*** Opening of TEXT BLOCK ***
Prospective harmonization has been promoted by providing initiatives to include a standard format to collect common variables in future randomized controlled trials RCTs for specific research areas. One example of this is OBEsity Diverse Interventions Sharing – focusing on dietary and other interventions (OBEDIS), an expert-led project stating the minimal variables needed in adult obesity interventions. The “blueprint” provided by OBEDIS allows straightforward harmonization of data from obesity studies, including dietary data (Alligier et al., 2020). It recommends using the EPIC-Norfolk food frequency questionnaire for assessing dietary intake, the Dutch Healthy Diet index for assessing dietary quality, the Dutch Eating Behavioral questionnaire for assessing emotional eating, and a 3-day weighed food record. Having a standard set of variables simplifies data harmonization immensely; thus, researchers performing RCTs should implement such protocols before data collection begins.
*** Close of TEXT BLOCK ***
*** Opening of DATA TO EXAMINE ***
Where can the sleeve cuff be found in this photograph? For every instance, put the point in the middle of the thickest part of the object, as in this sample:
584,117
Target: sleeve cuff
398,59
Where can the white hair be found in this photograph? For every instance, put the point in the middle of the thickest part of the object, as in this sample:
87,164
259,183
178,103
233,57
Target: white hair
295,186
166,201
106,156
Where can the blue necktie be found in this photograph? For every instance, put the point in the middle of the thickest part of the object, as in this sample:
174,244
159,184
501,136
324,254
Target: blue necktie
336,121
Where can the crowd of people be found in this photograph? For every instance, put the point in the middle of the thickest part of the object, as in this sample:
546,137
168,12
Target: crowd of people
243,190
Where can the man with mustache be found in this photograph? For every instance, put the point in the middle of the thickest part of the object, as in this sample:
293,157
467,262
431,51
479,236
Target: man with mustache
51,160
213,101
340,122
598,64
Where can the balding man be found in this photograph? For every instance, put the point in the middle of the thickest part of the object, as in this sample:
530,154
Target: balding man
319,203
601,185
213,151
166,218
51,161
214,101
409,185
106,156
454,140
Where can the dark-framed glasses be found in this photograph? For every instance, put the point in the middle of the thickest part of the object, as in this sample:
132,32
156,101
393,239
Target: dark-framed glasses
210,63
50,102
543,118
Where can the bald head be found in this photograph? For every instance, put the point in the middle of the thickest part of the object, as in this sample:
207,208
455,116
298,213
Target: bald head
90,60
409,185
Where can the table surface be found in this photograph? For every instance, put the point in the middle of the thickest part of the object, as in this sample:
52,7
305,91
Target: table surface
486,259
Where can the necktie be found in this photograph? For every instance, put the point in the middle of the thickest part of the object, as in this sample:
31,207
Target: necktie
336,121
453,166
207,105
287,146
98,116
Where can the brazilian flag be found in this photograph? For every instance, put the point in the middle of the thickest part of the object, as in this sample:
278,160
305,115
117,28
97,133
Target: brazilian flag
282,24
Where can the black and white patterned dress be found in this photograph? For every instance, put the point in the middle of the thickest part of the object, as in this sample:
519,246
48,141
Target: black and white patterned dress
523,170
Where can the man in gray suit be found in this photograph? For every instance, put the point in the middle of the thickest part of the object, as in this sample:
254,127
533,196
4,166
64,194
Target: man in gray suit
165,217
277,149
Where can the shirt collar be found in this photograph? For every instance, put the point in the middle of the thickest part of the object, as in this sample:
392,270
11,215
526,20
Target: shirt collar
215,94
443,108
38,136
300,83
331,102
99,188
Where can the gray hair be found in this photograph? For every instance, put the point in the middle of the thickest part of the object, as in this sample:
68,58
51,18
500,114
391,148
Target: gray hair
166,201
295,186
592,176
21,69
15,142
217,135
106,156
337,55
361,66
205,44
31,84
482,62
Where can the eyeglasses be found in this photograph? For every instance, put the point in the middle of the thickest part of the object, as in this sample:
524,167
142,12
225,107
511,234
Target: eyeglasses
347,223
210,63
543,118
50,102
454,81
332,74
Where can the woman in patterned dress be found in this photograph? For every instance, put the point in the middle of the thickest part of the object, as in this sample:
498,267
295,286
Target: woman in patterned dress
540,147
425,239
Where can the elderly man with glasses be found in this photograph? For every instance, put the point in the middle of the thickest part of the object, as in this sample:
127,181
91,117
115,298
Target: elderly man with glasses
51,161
*** Close of DATA TO EXAMINE ***
*** Opening of DATA TO EXAMINE ***
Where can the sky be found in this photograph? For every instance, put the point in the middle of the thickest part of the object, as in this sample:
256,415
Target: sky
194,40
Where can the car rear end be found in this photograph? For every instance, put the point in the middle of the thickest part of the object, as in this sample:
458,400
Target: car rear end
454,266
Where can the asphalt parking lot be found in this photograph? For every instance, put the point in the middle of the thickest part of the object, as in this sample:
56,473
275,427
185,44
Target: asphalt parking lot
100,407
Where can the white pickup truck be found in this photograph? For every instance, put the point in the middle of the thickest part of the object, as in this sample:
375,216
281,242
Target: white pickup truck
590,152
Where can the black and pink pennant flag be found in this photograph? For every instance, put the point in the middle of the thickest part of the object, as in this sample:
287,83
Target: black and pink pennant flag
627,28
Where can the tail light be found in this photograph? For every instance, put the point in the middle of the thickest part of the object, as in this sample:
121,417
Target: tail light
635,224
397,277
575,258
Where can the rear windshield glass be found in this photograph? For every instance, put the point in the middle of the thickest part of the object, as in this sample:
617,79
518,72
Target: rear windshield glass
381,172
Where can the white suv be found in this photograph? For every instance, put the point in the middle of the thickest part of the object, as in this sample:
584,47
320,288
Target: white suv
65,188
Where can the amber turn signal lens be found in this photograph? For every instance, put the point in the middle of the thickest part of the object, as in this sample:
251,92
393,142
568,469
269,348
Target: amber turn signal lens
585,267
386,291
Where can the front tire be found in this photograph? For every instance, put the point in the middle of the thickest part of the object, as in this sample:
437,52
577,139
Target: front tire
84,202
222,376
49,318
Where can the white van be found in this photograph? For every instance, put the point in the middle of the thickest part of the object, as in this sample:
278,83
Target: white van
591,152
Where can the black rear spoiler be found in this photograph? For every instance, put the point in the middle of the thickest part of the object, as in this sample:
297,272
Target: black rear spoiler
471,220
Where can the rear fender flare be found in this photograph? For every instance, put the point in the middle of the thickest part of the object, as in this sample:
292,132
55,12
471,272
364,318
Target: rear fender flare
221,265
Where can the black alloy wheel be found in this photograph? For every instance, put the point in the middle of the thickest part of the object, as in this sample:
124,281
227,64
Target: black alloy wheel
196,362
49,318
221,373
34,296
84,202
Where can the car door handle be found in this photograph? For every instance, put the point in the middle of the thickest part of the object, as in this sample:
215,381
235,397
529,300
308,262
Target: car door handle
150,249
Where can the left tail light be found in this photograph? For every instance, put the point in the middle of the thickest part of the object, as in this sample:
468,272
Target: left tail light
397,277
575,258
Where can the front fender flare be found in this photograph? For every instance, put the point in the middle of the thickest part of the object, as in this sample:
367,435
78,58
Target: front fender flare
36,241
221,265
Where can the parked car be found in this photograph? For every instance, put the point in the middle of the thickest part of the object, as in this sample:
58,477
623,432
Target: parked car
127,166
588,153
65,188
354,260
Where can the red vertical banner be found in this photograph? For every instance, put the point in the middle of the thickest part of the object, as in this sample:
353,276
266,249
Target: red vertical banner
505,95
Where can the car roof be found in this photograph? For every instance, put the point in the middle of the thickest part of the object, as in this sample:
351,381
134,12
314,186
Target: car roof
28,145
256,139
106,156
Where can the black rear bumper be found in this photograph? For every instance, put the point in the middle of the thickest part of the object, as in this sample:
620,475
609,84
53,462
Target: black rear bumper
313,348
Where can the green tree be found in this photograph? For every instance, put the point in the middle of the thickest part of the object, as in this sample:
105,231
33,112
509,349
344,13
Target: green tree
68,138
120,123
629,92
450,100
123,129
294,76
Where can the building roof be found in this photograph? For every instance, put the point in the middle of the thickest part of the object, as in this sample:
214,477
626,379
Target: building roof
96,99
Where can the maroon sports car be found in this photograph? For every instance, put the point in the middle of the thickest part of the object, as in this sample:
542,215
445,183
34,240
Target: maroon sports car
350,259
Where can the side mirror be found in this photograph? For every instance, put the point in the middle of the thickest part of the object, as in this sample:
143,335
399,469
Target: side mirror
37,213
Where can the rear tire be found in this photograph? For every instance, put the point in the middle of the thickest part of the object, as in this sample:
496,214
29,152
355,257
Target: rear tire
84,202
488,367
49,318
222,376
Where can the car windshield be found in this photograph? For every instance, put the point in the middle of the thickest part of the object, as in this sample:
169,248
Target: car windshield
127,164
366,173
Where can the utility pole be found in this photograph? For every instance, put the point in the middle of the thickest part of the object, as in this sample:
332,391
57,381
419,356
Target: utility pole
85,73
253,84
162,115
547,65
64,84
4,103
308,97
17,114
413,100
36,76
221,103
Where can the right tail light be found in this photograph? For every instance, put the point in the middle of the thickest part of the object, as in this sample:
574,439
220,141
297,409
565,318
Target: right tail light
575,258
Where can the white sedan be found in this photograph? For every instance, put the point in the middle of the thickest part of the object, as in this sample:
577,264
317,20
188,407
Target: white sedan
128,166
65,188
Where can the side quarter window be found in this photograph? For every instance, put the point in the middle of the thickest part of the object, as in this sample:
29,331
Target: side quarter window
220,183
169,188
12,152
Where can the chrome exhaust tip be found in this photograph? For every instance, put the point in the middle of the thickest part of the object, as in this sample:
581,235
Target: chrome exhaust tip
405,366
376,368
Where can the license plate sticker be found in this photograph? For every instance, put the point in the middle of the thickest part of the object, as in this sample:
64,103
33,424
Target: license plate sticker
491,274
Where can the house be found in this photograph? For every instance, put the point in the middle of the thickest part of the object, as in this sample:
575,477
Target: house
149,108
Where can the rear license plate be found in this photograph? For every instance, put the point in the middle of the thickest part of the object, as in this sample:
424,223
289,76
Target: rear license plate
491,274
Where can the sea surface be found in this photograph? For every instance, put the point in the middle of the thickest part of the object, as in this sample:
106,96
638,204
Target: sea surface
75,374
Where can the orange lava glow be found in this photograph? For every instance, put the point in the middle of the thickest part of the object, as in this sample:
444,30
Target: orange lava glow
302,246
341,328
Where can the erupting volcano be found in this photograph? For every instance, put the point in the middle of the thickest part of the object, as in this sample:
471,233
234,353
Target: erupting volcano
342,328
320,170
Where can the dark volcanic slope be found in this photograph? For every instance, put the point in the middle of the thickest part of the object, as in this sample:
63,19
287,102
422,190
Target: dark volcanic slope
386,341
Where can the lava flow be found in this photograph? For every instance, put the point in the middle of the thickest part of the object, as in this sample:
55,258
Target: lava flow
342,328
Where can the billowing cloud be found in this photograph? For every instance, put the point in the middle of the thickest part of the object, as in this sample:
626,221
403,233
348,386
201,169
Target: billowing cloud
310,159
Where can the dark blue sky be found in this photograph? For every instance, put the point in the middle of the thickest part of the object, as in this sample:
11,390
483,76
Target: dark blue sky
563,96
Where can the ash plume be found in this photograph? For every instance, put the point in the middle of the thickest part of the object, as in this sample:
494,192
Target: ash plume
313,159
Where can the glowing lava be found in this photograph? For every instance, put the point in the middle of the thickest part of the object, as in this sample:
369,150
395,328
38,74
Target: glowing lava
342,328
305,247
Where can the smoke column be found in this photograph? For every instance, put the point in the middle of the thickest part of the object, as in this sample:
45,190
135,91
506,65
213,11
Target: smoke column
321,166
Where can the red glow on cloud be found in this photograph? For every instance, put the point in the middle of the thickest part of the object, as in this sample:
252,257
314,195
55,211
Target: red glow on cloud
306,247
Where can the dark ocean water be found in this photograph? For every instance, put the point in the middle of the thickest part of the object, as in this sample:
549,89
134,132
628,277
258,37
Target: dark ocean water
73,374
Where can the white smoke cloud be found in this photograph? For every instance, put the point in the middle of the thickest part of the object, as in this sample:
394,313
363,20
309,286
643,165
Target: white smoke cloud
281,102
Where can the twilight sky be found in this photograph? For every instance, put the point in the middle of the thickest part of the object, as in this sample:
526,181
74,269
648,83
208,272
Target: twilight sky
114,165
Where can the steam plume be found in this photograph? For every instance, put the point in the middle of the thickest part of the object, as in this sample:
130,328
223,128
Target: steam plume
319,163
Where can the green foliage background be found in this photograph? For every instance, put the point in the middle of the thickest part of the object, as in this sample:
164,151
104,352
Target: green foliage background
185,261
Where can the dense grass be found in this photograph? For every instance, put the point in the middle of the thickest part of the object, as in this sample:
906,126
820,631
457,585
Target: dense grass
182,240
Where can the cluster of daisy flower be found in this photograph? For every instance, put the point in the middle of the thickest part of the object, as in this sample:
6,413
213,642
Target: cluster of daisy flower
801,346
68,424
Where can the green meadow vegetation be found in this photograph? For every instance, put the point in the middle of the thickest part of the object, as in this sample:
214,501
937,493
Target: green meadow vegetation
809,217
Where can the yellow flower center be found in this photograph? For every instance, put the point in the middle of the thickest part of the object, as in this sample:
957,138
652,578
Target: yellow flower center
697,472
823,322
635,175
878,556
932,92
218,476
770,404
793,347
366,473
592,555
*** Close of DATA TO EXAMINE ***
→ **WORK ORDER 1**
Rewrite the paragraph of the passage on prospective harmonization that begins "Prospective harmonization has been promoted" as a short bulleted list that keeps its main facts.
→ **WORK ORDER 2**
Continue the passage on prospective harmonization, starting after its final sentence.
The material plays no part in the work that follows.

→ **WRITTEN ANSWER 1**
- Prospective harmonization is promoted through initiatives that set a standard format for collecting common variables in future randomized controlled trials (RCTs) in specific research areas.
- One example is OBEDIS (OBEsity Diverse Interventions Sharing – focusing on dietary and other interventions). It is an expert-led project that states the minimal variables needed in adult obesity interventions.
- Its "blueprint" allows straightforward harmonization of data from obesity studies, including dietary data (Alligier et al., 2020).
- It recommends these instruments:
  - the EPIC-Norfolk food frequency questionnaire for dietary intake
  - the Dutch Healthy Diet index for dietary quality
  - the Dutch Eating Behavioral questionnaire for emotional eating
  - a 3-day weighed food record
- A standard set of variables greatly simplifies data harmonization, so researchers running RCTs should put such protocols in place before data collection begins.

→ **WRITTEN ANSWER 2**
Researchers can design questionnaires or study materials in dietary studies ready for harmonization using previously validated global coding manuals and food descriptions. During the harmonization of seven independent population-based surveys in six European countries to create a centralized database, the EURope ALIMentation (EURALIM) coding manual (Beer-Borst, 2000) was used to compare dietary measures across populations (Beer-Borst et al., 2000). Dietary assessment methods may vary across studies, which is a critical challenge to expect during retrospective harmonization. Converting fruit and vegetable intake quantities to frequencies (categorical variables) can help overcome this problem without considering different serving sizes across participating studies. Researchers should take careful measures to ensure interpretability and avoid loss of information after harmonization (Beer-Borst et al., 2000).
Several large-scale studies have already relied on harmonization practices and may serve as future models. The Environmental Determinants of Diabetes in the Young (TEDDY) study is a prospective, multi-center international study investigating associations between diet and other environmental factors and diabetes (Joslowski et al., 2017). The harmonized acrylamide database was compiled by using values from the E.U. monitoring database of acrylamide concentrations in foods maintained by the Institute for Reference Materials and Measurements (IRMM), which consists of a broad range of food commodities, all analyzed in the lab (Freisling et al., 2013). The national food, nutrition, and physical activity survey were designed to assess Portugal’s population diet and physical activity using data harmonized according to EU-MENU and European Food Safety Authority guidelines (Lopes et al., 2018). Harmonization has also been used to study the relationship between linoleic acid, arachidonic acid, and cardiovascular disease, and also protein and risk of diabetes (Marklund et al., 2019; Sluik et al., 2019).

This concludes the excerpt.